**SELECTED TEXT**:
Yeah, I do think that my emotions are a learned behavior. I have also had some tentative tries with my BS. My heart is in it to work on myself to be a more supportive partner. I have to be able to do that in order to help her heal.
Thank you for the positive story about it working out for you, it makes me hopeful that in the future I might have a stronger relationship.

changedlife posted 9/11/2013 14:03 PM

I suggest that you journal, a lot. It helped me in the beginning sort out what i was going through. At first it was more reporting, then as I got better at it, it got deeper, and I started to make connections of what I am doing now, and how I reacted and acted in the past.

I will try this. It would be good to go back and see if I have made any progress with dealing with my feelings and responding to others. Thanks.

SheHatesMe posted 9/11/2013 15:12 PM

Holy crap, CL. I understand completely what you are going through. So much so, my BGF truly believed that I was writing under a different username. I've found that I, too, have been emotionally disconnected from my relationships. I was even told that I do not communicate or talk about what I'm feeling or thinking. The fallout from my affairs have actually brought it to light or at least brought me to my senses.

**YOUR TASKS**:
(1) In the forum thread about emotional disconnection, what did SheHatesMe's BGF believe?
(2) Repeat the part of the forum thread about emotional disconnection starting at "Yeah, I do think" and ending at "in the past.".
(3) Pick up the forum thread about emotional disconnection after its final sentence and write what comes next.

**SOURCE DATA**:
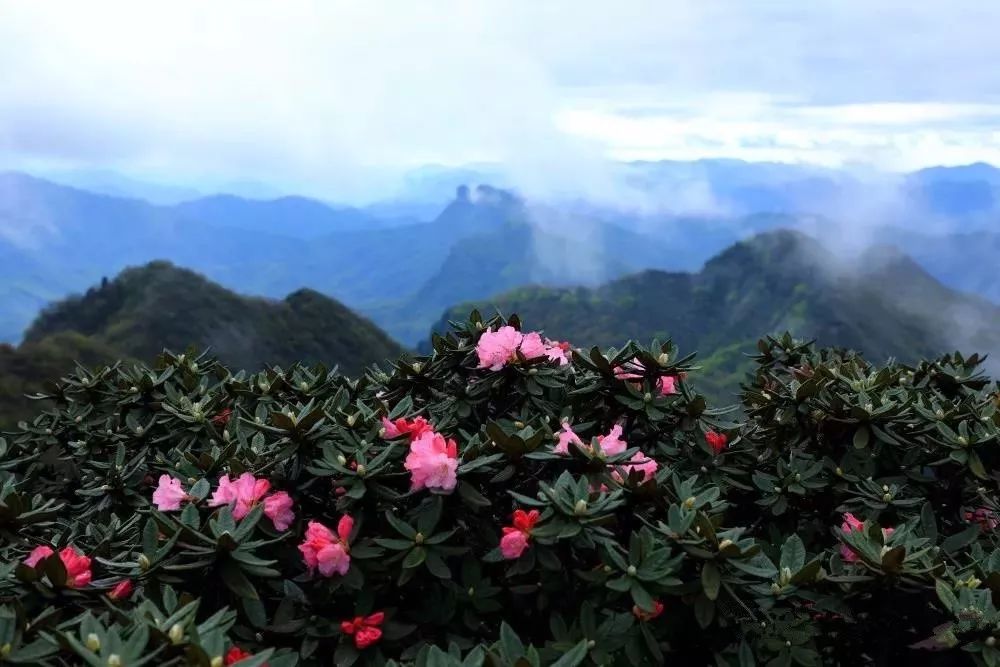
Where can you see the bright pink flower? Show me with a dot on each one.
(77, 566)
(169, 494)
(612, 443)
(497, 348)
(667, 385)
(38, 554)
(278, 508)
(326, 551)
(716, 441)
(246, 492)
(414, 429)
(515, 537)
(122, 590)
(432, 462)
(532, 346)
(639, 463)
(566, 436)
(365, 629)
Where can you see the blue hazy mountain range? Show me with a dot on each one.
(404, 260)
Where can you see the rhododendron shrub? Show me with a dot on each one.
(507, 500)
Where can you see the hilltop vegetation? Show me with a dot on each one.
(146, 309)
(503, 502)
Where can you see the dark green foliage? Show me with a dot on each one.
(743, 548)
(882, 304)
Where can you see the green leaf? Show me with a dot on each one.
(573, 657)
(710, 581)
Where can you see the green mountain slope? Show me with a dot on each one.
(882, 304)
(159, 305)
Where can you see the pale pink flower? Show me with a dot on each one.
(667, 385)
(432, 463)
(497, 348)
(532, 346)
(640, 463)
(326, 551)
(278, 508)
(612, 444)
(40, 552)
(169, 494)
(566, 436)
(556, 351)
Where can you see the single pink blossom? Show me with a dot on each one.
(432, 462)
(566, 436)
(667, 385)
(513, 544)
(639, 463)
(77, 566)
(169, 494)
(515, 537)
(244, 493)
(326, 551)
(556, 351)
(37, 554)
(278, 508)
(496, 348)
(612, 444)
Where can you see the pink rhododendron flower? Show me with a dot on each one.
(365, 629)
(639, 463)
(612, 443)
(532, 346)
(515, 537)
(37, 554)
(278, 508)
(432, 463)
(414, 429)
(122, 590)
(566, 436)
(326, 551)
(243, 493)
(497, 348)
(556, 351)
(169, 494)
(852, 525)
(667, 384)
(716, 441)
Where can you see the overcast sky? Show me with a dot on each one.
(331, 91)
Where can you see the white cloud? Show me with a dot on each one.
(340, 95)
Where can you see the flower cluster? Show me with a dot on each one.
(496, 349)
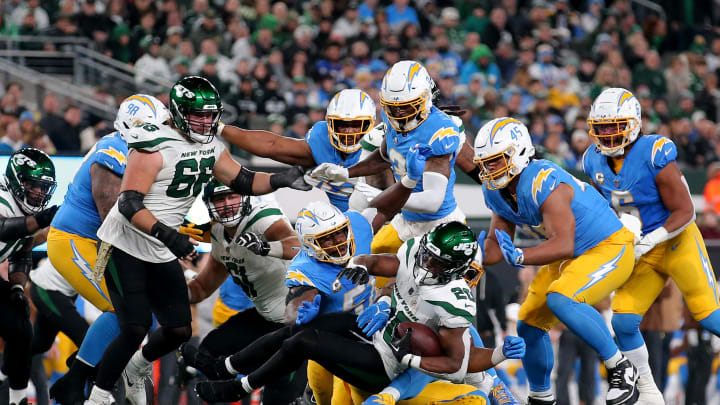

**RESULTS**:
(1) That SheHatesMe was writing under a different username.

(2)
Yeah, I do think that my emotions are a learned behavior. I have also had some tentative tries with my BS. My heart is in it to work on myself to be a more supportive partner. I have to be able to do that in order to help her heal.
Thank you for the positive story about it working out for you, it makes me hopeful that in the future I might have a stronger relationship.

changedlife posted 9/11/2013 14:03 PM

I suggest that you journal, a lot. It helped me in the beginning sort out what i was going through. At first it was more reporting, then as I got better at it, it got deeper, and I started to make connections of what I am doing now, and how I reacted and acted in the past.

(3)
Also, like you, I distance myself although I know I need to stay connected to help my BGF heal. I want badly to be there for my BGF. It angers her that I appear to not be investing in this process.

Thank you for posting as I can totally relate to your situation and feelings.

I would also thank everyone that has responded here for their book recommendations. I have written them down and will be going to the store tonight with my BGF to pick a few up.

Keep fighting the fight, CL. I am determined to heal myself along with helping my BGF heal. We can do this.

changedlife posted 9/11/2013 16:34 PM

Holy crap, CL. I understand completely what you are going through. So much so, my BGF truly believed that I was writing under a different username. I've found that I, too, have been emotionally disconnected from my relationships. I was even told that I do not communicate or talk about what I'm feeling or thinking. The fallout from my affairs have actually brought it to light or at least brought me to my senses.

I was married before and went through a divorce. My ex committed adultery, and like many other I rugswept it. Possibly because I couldn't emotionally deal with it.
I never really realized I had an emotional disconnect until after my affair. I'm hoping eventually one day I will be able to connect better with my partner and somehow gain something from all of this.
Best of luck to you.

[This message edited by changedlife at 4:34 PM, September 11th (Wednesday)]

Sparkle0504 posted 9/12/2013 02:48 AM

It could be my SAWH writing this post (if he'd only admit to these feelings).

As the BS I can report that when he behaves this way, it's almost worse than the "crime" itself. Our biggest arguments have been because he wont talk about it, shuts me out and (as you will see from an earlier post of mine) is prepared to walk hundreds of miles away simply to avoid dealing with his, and my feelings. So sad.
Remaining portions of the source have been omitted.